• [YOUR ASSIGNMENT]:
Look below for the line with "Exercise. Mark the jacket collar", and from there restate every line word for word until the entries end.

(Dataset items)
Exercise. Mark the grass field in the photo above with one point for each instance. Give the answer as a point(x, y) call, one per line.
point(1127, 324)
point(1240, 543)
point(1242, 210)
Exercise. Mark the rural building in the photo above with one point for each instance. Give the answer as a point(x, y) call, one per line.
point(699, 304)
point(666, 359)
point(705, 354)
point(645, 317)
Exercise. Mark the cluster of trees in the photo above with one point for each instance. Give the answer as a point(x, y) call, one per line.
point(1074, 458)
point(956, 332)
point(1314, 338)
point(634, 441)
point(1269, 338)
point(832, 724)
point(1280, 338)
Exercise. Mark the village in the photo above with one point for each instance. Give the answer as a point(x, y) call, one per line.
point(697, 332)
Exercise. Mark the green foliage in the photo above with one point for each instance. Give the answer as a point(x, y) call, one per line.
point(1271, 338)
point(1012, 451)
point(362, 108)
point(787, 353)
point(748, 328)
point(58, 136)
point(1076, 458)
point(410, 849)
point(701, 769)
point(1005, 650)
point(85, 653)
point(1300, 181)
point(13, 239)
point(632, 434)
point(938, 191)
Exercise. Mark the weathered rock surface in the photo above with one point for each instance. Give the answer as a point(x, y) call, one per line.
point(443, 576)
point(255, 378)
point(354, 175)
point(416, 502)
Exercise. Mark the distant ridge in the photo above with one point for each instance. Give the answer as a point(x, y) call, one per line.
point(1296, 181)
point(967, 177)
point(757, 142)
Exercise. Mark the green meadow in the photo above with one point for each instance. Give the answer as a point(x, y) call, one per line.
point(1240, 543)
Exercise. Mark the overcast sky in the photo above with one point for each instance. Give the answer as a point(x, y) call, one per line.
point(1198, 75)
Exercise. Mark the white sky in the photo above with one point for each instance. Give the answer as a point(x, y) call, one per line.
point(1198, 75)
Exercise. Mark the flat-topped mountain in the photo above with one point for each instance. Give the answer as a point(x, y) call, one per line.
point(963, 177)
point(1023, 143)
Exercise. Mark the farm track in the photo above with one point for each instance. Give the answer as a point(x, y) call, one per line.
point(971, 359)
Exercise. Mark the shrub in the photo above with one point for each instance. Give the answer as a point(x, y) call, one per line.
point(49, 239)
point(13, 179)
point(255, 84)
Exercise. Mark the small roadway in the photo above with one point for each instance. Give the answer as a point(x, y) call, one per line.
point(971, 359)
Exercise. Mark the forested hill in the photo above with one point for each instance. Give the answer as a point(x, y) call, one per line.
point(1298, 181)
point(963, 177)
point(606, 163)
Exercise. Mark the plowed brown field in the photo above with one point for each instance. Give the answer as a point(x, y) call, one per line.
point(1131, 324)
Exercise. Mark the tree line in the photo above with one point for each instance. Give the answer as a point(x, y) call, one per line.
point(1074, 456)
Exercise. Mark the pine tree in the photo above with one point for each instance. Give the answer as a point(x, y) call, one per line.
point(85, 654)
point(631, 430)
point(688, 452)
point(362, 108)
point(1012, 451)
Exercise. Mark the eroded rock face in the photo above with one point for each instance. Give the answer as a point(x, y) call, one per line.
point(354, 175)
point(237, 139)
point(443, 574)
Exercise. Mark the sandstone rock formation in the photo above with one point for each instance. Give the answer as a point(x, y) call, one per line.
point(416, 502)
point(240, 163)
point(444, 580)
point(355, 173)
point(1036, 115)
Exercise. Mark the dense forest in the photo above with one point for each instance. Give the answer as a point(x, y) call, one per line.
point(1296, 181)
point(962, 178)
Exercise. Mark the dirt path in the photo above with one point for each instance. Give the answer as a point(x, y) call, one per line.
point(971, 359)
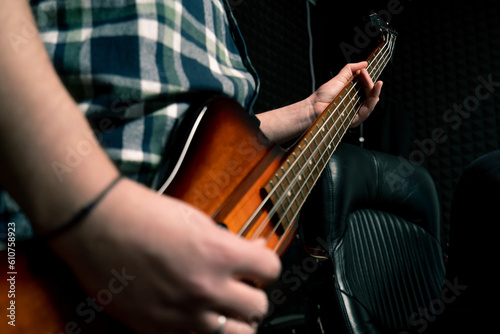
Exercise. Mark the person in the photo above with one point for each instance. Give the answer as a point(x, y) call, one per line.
point(91, 91)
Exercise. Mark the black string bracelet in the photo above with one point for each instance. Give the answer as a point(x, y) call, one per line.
point(80, 215)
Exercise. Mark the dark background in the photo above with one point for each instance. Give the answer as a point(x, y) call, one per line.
point(444, 51)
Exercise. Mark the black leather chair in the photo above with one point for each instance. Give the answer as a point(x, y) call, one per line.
point(472, 270)
point(376, 218)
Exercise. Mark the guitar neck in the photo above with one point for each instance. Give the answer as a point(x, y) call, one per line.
point(294, 179)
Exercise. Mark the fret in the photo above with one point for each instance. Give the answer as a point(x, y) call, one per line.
point(289, 188)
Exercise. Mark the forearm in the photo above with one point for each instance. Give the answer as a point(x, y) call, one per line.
point(50, 161)
point(286, 123)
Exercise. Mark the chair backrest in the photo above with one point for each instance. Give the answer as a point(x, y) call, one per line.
point(381, 220)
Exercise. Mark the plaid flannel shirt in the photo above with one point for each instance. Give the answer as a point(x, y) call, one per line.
point(129, 64)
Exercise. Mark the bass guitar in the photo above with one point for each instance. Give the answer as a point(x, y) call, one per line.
point(235, 175)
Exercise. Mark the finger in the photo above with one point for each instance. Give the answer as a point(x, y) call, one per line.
point(349, 70)
point(218, 323)
point(257, 263)
point(242, 301)
point(365, 80)
point(369, 104)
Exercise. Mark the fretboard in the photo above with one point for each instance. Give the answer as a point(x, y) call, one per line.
point(290, 186)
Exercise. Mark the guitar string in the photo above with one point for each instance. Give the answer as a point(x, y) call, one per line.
point(290, 206)
point(275, 188)
point(389, 50)
point(374, 62)
point(293, 202)
point(266, 199)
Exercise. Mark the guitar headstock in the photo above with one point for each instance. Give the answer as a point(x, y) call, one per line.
point(383, 26)
point(388, 34)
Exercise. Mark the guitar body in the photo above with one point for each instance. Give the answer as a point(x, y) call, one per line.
point(222, 172)
point(223, 166)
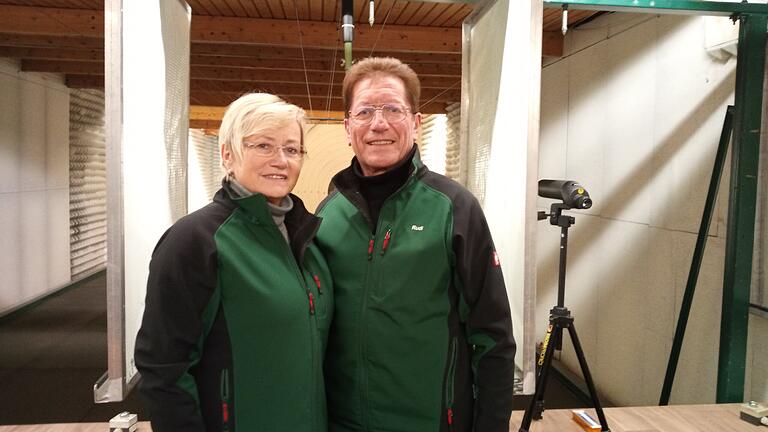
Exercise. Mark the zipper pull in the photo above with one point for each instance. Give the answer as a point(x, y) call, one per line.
point(385, 245)
point(370, 249)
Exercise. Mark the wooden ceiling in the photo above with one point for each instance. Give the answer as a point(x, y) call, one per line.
point(291, 48)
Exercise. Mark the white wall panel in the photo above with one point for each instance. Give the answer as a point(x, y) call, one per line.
point(33, 186)
point(32, 149)
point(500, 122)
point(9, 131)
point(57, 139)
point(645, 106)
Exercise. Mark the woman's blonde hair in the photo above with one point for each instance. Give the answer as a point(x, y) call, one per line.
point(252, 114)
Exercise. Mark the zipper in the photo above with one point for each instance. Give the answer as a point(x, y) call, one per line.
point(387, 238)
point(449, 382)
point(370, 247)
point(224, 400)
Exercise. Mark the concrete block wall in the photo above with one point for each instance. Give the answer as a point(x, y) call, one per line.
point(34, 185)
point(634, 111)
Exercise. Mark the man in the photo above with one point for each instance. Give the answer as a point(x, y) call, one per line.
point(422, 338)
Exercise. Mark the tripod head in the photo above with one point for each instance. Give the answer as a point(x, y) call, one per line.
point(573, 196)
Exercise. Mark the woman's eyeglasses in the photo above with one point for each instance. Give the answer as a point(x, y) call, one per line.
point(392, 113)
point(269, 150)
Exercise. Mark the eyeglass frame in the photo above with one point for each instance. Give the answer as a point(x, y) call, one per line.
point(275, 148)
point(379, 108)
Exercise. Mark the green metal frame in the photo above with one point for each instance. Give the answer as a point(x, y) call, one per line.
point(698, 255)
point(687, 7)
point(750, 72)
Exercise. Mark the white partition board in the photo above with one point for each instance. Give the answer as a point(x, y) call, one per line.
point(500, 123)
point(147, 111)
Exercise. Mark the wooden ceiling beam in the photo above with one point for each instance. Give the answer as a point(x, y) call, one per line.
point(66, 54)
point(90, 23)
point(301, 90)
point(75, 28)
point(58, 41)
point(228, 74)
point(72, 54)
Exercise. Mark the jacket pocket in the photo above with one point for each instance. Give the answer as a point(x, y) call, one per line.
point(449, 382)
point(225, 396)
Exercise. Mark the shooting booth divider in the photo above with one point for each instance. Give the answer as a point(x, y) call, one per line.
point(147, 110)
point(501, 76)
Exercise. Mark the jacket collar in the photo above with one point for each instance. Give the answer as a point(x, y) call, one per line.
point(300, 223)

• [RESPONSE TO THIS TASK]:
Exercise. Mark the jacket collar in the photo above with one point for each instance. Give the answer as a point(x, y) call, one per line.
point(300, 223)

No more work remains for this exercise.